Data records

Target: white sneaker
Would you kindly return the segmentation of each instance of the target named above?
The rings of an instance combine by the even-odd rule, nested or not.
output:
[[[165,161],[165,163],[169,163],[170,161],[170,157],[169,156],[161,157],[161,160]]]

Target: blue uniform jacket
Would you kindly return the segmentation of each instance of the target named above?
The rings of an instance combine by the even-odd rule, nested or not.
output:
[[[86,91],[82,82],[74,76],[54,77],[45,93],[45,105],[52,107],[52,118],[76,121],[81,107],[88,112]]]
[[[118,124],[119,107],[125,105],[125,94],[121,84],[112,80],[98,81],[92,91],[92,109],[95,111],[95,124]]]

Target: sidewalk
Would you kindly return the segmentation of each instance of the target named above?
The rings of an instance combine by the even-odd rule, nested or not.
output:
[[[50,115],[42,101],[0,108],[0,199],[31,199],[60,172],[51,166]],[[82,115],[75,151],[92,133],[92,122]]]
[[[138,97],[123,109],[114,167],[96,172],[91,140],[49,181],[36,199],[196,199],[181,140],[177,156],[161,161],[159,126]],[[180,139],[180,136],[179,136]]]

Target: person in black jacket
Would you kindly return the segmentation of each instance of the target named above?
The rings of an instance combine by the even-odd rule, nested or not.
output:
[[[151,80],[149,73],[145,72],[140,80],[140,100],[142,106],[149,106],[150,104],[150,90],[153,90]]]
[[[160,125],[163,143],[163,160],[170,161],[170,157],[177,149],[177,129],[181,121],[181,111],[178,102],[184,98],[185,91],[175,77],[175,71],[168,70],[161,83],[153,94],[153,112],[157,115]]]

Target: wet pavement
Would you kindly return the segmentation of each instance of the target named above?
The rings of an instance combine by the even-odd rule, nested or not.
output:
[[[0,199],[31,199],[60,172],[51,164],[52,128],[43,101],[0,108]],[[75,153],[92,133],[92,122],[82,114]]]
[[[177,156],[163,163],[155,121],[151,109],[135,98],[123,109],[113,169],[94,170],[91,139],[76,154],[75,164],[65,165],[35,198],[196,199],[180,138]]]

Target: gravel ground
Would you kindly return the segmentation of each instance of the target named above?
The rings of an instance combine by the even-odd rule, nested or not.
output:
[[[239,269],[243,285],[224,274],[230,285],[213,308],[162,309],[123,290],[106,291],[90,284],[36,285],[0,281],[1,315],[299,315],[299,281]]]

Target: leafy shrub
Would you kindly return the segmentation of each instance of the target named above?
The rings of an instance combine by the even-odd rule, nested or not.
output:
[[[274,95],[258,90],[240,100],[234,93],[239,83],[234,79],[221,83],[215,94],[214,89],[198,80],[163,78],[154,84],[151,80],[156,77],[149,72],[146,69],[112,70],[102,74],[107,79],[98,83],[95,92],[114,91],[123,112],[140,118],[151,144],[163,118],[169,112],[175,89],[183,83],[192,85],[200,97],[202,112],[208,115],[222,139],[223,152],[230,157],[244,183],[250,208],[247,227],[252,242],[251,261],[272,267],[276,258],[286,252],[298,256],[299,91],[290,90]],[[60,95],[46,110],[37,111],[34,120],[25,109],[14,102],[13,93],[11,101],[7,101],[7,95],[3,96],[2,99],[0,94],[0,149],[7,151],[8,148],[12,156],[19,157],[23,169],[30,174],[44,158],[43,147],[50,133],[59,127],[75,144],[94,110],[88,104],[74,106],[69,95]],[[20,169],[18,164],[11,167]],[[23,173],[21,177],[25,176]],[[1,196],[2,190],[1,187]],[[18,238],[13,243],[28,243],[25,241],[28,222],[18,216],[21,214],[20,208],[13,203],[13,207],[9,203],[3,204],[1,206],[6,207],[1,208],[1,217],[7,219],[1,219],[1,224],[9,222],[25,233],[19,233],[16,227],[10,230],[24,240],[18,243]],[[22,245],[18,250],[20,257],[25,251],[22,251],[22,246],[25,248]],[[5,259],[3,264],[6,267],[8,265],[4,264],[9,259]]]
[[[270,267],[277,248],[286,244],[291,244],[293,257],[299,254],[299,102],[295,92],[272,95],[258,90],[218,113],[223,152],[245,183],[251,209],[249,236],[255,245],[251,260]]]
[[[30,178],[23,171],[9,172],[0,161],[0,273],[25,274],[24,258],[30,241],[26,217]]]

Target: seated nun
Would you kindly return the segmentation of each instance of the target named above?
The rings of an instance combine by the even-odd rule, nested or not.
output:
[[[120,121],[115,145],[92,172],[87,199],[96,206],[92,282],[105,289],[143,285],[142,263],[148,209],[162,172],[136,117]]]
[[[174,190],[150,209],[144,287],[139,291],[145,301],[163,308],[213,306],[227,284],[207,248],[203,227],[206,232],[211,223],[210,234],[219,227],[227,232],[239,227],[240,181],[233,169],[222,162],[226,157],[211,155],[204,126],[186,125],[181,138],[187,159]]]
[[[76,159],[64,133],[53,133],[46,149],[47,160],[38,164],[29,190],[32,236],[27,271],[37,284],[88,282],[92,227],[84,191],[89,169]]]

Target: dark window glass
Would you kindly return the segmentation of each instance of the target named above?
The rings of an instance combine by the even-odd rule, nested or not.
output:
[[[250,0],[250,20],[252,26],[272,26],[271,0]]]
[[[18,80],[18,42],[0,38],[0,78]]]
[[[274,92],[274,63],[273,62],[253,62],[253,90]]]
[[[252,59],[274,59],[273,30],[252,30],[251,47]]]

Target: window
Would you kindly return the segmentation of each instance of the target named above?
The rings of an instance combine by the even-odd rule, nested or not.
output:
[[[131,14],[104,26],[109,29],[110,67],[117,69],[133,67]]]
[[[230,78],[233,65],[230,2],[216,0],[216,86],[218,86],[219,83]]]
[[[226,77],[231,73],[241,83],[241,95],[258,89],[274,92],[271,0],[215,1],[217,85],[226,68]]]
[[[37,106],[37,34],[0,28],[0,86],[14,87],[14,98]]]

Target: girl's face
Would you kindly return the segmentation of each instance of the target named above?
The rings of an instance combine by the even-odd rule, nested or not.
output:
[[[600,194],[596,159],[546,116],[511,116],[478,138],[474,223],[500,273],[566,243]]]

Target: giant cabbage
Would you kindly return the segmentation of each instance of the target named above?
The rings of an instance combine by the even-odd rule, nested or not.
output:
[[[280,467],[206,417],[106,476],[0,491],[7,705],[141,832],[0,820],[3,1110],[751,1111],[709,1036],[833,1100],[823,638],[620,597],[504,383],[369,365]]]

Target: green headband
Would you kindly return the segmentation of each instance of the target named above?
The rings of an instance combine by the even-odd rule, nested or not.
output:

- [Direction] Copy out every line of the records above, character for character, with no changes.

- [Complete answer]
Target: white sneaker
Would you kindly return the segmentation of each instance of the target named above?
The rings of an instance combine by the even-odd rule, nested or not.
output:
[[[165,161],[165,163],[169,163],[170,161],[170,157],[169,156],[161,157],[161,160]]]

Target: blue uniform jacket
Would you kindly return the segmentation of each instance of the target named above?
The rings of an instance combine by the even-odd rule, nested or not.
output:
[[[86,91],[82,82],[74,76],[54,77],[45,93],[45,105],[52,107],[52,118],[76,121],[81,107],[88,112]]]
[[[118,124],[119,107],[125,105],[125,94],[121,84],[112,80],[98,81],[92,91],[92,109],[95,111],[95,124]]]

Target: sidewalk
Would you kindly return the segmentation of each instance of the target named above?
The rings of an instance combine by the even-odd rule, nested or not.
output:
[[[50,115],[42,101],[0,108],[0,199],[31,199],[60,172],[51,166]],[[82,115],[75,151],[92,133],[92,122]]]
[[[138,97],[123,109],[114,167],[96,172],[91,140],[49,181],[36,199],[196,199],[181,140],[177,156],[161,161],[159,126]],[[180,139],[180,136],[179,136]]]

Target: person in black jacket
Would you kindly return the segmentation of each instance of the target named above?
The rings of an instance combine by the even-odd rule, nested or not.
output:
[[[151,80],[149,73],[145,72],[140,80],[140,100],[142,106],[149,106],[150,104],[150,90],[153,90]]]
[[[160,125],[163,143],[163,160],[170,161],[170,157],[177,149],[177,129],[181,121],[181,111],[178,102],[184,98],[185,91],[175,77],[175,71],[168,70],[161,83],[153,94],[153,112],[157,115]]]

Target: wet pavement
Would you kindly return the segmentation of each instance of the target named above?
The rings of an instance combine by the even-odd rule, nested or not.
output:
[[[0,199],[31,199],[60,172],[51,164],[52,128],[43,101],[0,108]],[[75,153],[92,133],[92,122],[82,114]]]
[[[177,156],[163,163],[155,121],[151,109],[135,98],[123,109],[113,169],[94,170],[91,139],[76,154],[75,164],[65,165],[35,198],[196,199],[180,138]]]

Target: gravel ground
Would you kindly return the segmentation of each instance of the target named above?
The rings of an instance combine by the even-odd rule, nested or not.
output:
[[[239,269],[243,285],[224,274],[230,285],[213,308],[162,309],[123,290],[106,291],[90,284],[36,285],[0,281],[1,315],[299,315],[299,281]]]

Target: leafy shrub
Would you kindly return the segmentation of each instance of the target named above?
The rings of an instance combine by the even-odd rule, nested or not.
output:
[[[274,95],[258,90],[240,100],[234,93],[239,83],[234,79],[221,83],[215,94],[214,89],[198,80],[163,78],[154,84],[151,80],[156,77],[149,72],[146,69],[112,70],[102,74],[107,79],[98,83],[95,92],[114,91],[123,112],[140,118],[151,144],[163,118],[169,112],[175,89],[183,83],[192,85],[200,97],[202,112],[208,115],[222,139],[223,152],[230,157],[244,183],[250,208],[247,227],[252,242],[251,261],[272,267],[276,258],[286,252],[298,256],[299,91],[290,90]],[[60,95],[46,110],[37,111],[34,120],[25,109],[14,102],[13,93],[11,101],[7,101],[7,95],[3,96],[2,99],[0,94],[0,149],[7,151],[8,148],[12,156],[19,157],[23,169],[30,174],[44,158],[43,147],[50,133],[59,127],[75,144],[94,110],[88,104],[74,106],[69,95]],[[20,169],[18,164],[11,167]],[[23,173],[21,177],[25,176]],[[1,196],[2,190],[1,187]],[[18,238],[13,243],[28,243],[25,241],[28,222],[18,216],[21,214],[20,208],[13,203],[13,207],[9,203],[3,204],[1,206],[6,207],[1,208],[1,217],[7,219],[1,219],[1,224],[9,222],[25,233],[19,233],[16,227],[10,230],[24,240],[18,243]],[[22,245],[18,250],[20,257],[25,251],[22,251],[22,246],[25,248]],[[5,259],[3,264],[6,267],[8,265],[4,264],[9,259]]]
[[[270,267],[277,248],[286,244],[291,244],[293,257],[299,254],[299,102],[295,92],[272,95],[258,90],[218,113],[223,152],[245,183],[251,209],[249,236],[255,245],[251,260]]]
[[[30,178],[23,171],[9,172],[0,161],[0,273],[25,274],[24,258],[30,241],[26,217]]]

Target: seated nun
Would you kindly return the segmentation of each instance of the target named above?
The rings of an instance combine by the even-odd rule, nested or not.
output:
[[[120,121],[115,145],[92,172],[87,199],[96,206],[92,282],[105,289],[143,285],[142,263],[148,209],[162,172],[136,117]]]
[[[174,190],[150,209],[144,287],[139,291],[145,301],[163,308],[213,306],[227,284],[207,248],[203,227],[206,232],[211,223],[210,234],[219,227],[227,232],[239,227],[240,181],[233,169],[222,162],[226,157],[211,155],[204,126],[186,125],[181,138],[187,159]]]
[[[76,159],[64,133],[53,133],[46,149],[47,160],[38,164],[29,190],[32,236],[27,271],[37,284],[88,282],[92,227],[84,191],[89,169]]]

Target: dark window glass
Would you kindly return the segmentation of each instance of the target named above?
The rings of an instance combine by the even-odd rule, nested or not.
output:
[[[250,0],[250,20],[252,26],[272,26],[271,0]]]
[[[18,80],[18,42],[0,38],[0,78]]]
[[[274,92],[274,63],[273,62],[253,62],[253,90]]]
[[[252,59],[274,59],[273,30],[252,30],[251,47]]]

Target: window
Would you kindly return the segmentation of each instance of the target named above?
The rings of an instance combine by the even-odd rule, nested or not.
output:
[[[131,14],[104,26],[109,29],[110,67],[117,69],[133,67]]]
[[[230,78],[233,65],[230,2],[216,0],[216,86],[218,86],[219,83]]]
[[[226,77],[231,73],[241,83],[241,95],[258,89],[274,92],[271,0],[215,1],[217,85],[226,68]]]
[[[37,106],[37,34],[0,28],[0,86],[14,87],[14,98]]]

Target: girl's face
Would you kindly return the segmentation of each instance of the target named above?
The rings of an instance combine by the even-odd rule, nested or not.
output:
[[[600,194],[596,159],[546,116],[511,116],[478,138],[474,223],[500,273],[566,243]]]

Target: giant cabbage
Would you kindly return the segmentation of each instance of the target named above?
The rings of an instance combine by the even-odd rule, nested or not.
output:
[[[280,467],[206,417],[106,476],[0,491],[7,705],[141,832],[0,820],[3,1110],[751,1111],[709,1036],[833,1100],[823,638],[620,597],[504,383],[369,365]]]

Target: green headband
Would you kindly return the segmentation of each instance of the target named above?
The rings of an instance combine by the even-odd rule, nested or not.
output:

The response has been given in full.